**Given request:** Reproduce the material from the line containing "Could you please indicate the woman with" up to and including the final line, requests included, and shift every coordinate in the answer points by adding 89 to it.

**Records from a dataset:**
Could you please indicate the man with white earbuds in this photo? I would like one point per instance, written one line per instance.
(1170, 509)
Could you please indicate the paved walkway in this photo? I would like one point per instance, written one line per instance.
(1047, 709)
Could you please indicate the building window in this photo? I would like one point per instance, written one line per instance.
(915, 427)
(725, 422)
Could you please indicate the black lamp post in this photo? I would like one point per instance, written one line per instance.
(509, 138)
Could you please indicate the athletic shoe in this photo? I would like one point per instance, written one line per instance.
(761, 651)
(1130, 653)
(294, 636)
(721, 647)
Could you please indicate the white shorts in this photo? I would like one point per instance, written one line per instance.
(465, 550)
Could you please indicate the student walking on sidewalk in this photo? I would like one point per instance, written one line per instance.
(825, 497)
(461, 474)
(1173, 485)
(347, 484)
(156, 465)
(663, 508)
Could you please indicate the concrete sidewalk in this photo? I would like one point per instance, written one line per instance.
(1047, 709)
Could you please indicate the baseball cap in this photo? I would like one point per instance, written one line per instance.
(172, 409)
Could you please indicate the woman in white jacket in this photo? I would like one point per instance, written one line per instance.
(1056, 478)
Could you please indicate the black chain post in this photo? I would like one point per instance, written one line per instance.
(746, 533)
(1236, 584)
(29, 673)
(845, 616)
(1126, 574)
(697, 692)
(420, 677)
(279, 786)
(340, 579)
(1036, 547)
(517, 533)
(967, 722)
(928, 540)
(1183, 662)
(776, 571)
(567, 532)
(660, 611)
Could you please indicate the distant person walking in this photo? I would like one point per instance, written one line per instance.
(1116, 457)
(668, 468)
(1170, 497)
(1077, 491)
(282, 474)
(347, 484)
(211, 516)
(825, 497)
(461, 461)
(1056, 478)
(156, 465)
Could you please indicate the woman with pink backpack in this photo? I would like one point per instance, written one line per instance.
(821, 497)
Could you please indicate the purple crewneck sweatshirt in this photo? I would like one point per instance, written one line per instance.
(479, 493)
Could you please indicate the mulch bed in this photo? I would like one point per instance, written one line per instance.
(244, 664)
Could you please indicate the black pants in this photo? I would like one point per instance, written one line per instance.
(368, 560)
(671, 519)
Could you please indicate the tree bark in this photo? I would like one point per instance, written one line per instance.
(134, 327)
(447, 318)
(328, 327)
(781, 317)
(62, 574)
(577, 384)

**Full solution:**
Could you please indicate the woman with pink backpack in this photo? I would like one point per instance, written one line per instance.
(910, 586)
Could you please indicate the purple crewneck sweatshirt in this photo? I would like one point per instance, written one line per instance.
(568, 582)
Could you please indicate the mulch bed in this photo? I would like one point per instance, written one line per instance.
(333, 753)
Could you please indicate the black pants in this photo? I would like one point per instance, written one line per instance.
(457, 649)
(760, 608)
Could you please indicate the tree bark in this photo? I would like one point per instance, written one line per instance.
(223, 416)
(536, 407)
(417, 416)
(870, 406)
(151, 663)
(666, 473)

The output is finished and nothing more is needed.